_Goal_
Reproduce every one of the records below character for character, with each line left unchanged.

(Data items)
━━━━━━━━━━━━━━━━━━━━━━━━━━━━━━
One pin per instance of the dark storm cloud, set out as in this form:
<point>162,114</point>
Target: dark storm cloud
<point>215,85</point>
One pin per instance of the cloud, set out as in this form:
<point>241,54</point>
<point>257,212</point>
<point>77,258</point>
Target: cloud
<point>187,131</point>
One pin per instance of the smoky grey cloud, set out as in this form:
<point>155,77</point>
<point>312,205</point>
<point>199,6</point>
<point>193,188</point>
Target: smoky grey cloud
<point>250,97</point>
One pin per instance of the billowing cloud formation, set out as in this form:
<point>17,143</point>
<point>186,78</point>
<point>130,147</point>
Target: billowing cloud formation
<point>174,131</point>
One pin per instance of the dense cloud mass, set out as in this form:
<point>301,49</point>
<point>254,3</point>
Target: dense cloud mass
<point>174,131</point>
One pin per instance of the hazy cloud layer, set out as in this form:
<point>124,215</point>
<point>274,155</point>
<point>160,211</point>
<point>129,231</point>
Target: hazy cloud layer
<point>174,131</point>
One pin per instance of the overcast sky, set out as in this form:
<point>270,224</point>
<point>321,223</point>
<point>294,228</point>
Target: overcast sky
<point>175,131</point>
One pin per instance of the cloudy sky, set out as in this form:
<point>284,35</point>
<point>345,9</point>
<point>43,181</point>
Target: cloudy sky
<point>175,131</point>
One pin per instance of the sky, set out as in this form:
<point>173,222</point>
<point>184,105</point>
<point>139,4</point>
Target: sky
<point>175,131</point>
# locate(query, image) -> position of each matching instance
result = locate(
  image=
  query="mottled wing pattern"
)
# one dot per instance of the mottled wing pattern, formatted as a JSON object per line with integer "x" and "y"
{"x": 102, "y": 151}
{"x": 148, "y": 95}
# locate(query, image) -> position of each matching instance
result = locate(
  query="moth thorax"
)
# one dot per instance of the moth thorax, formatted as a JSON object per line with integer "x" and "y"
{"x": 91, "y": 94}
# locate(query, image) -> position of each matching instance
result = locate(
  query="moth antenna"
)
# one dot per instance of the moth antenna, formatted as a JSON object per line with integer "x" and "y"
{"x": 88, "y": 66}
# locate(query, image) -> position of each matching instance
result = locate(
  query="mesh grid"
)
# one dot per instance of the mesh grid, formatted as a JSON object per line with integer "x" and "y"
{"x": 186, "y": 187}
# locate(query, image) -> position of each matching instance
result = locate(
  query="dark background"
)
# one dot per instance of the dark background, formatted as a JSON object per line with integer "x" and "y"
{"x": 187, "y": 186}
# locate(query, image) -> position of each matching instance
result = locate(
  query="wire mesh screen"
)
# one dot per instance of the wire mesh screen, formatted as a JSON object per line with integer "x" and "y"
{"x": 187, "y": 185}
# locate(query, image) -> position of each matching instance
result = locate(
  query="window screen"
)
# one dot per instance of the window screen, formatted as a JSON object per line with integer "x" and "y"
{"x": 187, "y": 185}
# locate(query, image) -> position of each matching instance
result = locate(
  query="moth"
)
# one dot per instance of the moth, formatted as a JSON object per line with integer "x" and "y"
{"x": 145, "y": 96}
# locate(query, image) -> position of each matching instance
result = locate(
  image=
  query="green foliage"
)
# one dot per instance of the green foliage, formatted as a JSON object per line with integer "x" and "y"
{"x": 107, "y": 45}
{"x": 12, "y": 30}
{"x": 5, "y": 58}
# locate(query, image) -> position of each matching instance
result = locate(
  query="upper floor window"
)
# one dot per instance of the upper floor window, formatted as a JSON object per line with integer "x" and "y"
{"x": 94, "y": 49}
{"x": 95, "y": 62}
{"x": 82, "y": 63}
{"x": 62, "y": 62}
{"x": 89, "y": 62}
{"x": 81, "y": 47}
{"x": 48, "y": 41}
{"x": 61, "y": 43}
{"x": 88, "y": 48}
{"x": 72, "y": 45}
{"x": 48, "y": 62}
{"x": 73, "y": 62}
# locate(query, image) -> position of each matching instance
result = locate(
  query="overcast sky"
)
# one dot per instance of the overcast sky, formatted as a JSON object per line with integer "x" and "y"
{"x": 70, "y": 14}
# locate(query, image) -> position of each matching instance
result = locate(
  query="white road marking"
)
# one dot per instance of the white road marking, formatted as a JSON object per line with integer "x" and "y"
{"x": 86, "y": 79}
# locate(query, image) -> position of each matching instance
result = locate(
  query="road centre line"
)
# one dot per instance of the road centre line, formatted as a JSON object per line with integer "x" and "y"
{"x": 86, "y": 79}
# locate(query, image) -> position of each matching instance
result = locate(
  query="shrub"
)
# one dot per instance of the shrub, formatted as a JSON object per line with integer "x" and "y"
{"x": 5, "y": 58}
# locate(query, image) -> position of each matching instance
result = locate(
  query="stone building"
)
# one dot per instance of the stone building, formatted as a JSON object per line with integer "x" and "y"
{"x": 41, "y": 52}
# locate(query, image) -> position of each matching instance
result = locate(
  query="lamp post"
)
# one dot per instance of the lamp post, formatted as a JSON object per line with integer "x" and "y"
━━━━━━━━━━━━━━━━━━━━━━━━━━━━━━
_Answer to this exercise_
One pin per instance of the dark storm cloud, set out as in this form:
<point>162,114</point>
Target: dark storm cloud
<point>215,85</point>
One pin per instance of the cloud, set out as in this form:
<point>241,54</point>
<point>257,212</point>
<point>77,258</point>
Target: cloud
<point>187,131</point>
One pin per instance of the smoky grey cloud, set out as in this form:
<point>155,77</point>
<point>312,205</point>
<point>199,6</point>
<point>193,188</point>
Target: smoky grey cloud
<point>250,97</point>
One pin per instance of the billowing cloud formation, set out as in this form:
<point>17,143</point>
<point>186,78</point>
<point>130,147</point>
Target: billowing cloud formation
<point>174,131</point>
One pin per instance of the dense cloud mass, set out as in this form:
<point>301,49</point>
<point>254,3</point>
Target: dense cloud mass
<point>174,131</point>
One pin per instance of the hazy cloud layer, set out as in this form:
<point>124,215</point>
<point>274,155</point>
<point>160,211</point>
<point>129,231</point>
Target: hazy cloud layer
<point>174,131</point>
One pin per instance of the overcast sky, set out as in this form:
<point>270,224</point>
<point>321,223</point>
<point>294,228</point>
Target: overcast sky
<point>175,131</point>
One pin per instance of the cloudy sky, set out as in this form:
<point>284,35</point>
<point>345,9</point>
<point>43,181</point>
Target: cloudy sky
<point>175,131</point>
One pin per instance of the sky, set out as in this form:
<point>173,222</point>
<point>184,105</point>
<point>139,4</point>
Target: sky
<point>175,131</point>
# locate(query, image) -> position of each matching instance
result = locate(
  image=
  query="mottled wing pattern"
)
# one dot per instance of the mottled wing pattern, formatted as a JSON object per line with integer "x" and "y"
{"x": 102, "y": 151}
{"x": 148, "y": 95}
# locate(query, image) -> position of each matching instance
result = locate(
  query="moth thorax"
)
# one dot per instance of the moth thorax, formatted as a JSON object per line with integer "x" and "y"
{"x": 91, "y": 94}
# locate(query, image) -> position of each matching instance
result = locate(
  query="moth antenna"
)
# one dot per instance of the moth antenna, formatted as a JSON object per line with integer "x" and "y"
{"x": 88, "y": 66}
# locate(query, image) -> position of each matching instance
result = locate(
  query="mesh grid"
)
# one dot per instance of the mesh grid, formatted as a JSON object per line with integer "x" and "y"
{"x": 186, "y": 187}
# locate(query, image) -> position of each matching instance
result = locate(
  query="dark background"
)
# one dot per instance of the dark background, formatted as a JSON object per line with integer "x" and "y"
{"x": 187, "y": 186}
# locate(query, image) -> position of each matching instance
result = locate(
  query="wire mesh screen"
)
# one dot per instance of the wire mesh screen, formatted as a JSON object per line with integer "x" and "y"
{"x": 187, "y": 185}
# locate(query, image) -> position of each matching instance
result = locate(
  query="window screen"
)
# one dot per instance of the window screen, formatted as a JSON object per line with integer "x" and "y"
{"x": 187, "y": 185}
# locate(query, image) -> position of each matching instance
result = locate(
  query="moth"
)
# one dot per instance of the moth, formatted as a JSON object per line with integer "x" and "y"
{"x": 145, "y": 96}
# locate(query, image) -> position of each matching instance
result = locate(
  image=
  query="green foliage"
)
# one dot per instance of the green foliage, formatted as a JSON object per line with integer "x" and "y"
{"x": 107, "y": 45}
{"x": 12, "y": 30}
{"x": 5, "y": 58}
# locate(query, image) -> position of each matching instance
result = locate(
  query="upper floor window"
)
# one dot per instance of the upper floor window, formatted as a JSON object per line with integer "x" and "y"
{"x": 94, "y": 49}
{"x": 95, "y": 62}
{"x": 82, "y": 63}
{"x": 62, "y": 62}
{"x": 89, "y": 62}
{"x": 81, "y": 47}
{"x": 48, "y": 41}
{"x": 61, "y": 43}
{"x": 88, "y": 48}
{"x": 72, "y": 45}
{"x": 48, "y": 62}
{"x": 73, "y": 62}
# locate(query, image) -> position of each matching instance
result = locate(
  query="overcast sky"
)
# one dot per instance of the overcast sky, formatted as a JSON object per line with integer "x" and "y"
{"x": 70, "y": 14}
# locate(query, image) -> position of each matching instance
result = locate(
  query="white road marking"
)
# one dot per instance of the white road marking, formatted as a JSON object per line with integer "x" and "y"
{"x": 86, "y": 79}
# locate(query, image) -> position of each matching instance
result = locate(
  query="road centre line"
)
# one dot per instance of the road centre line, formatted as a JSON object per line with integer "x" and "y"
{"x": 86, "y": 79}
# locate(query, image) -> position of each matching instance
result = locate(
  query="shrub"
)
# one dot per instance of the shrub, formatted as a JSON object per line with integer "x" and "y"
{"x": 5, "y": 58}
# locate(query, image) -> position of each matching instance
result = locate(
  query="stone building"
)
# one dot per instance of the stone building, formatted as a JSON object per line with integer "x" and "y"
{"x": 41, "y": 52}
# locate(query, image) -> position of each matching instance
result = locate(
  query="lamp post"
)
# one dot per instance of the lamp post, formatted as a JSON object per line with integer "x" and "y"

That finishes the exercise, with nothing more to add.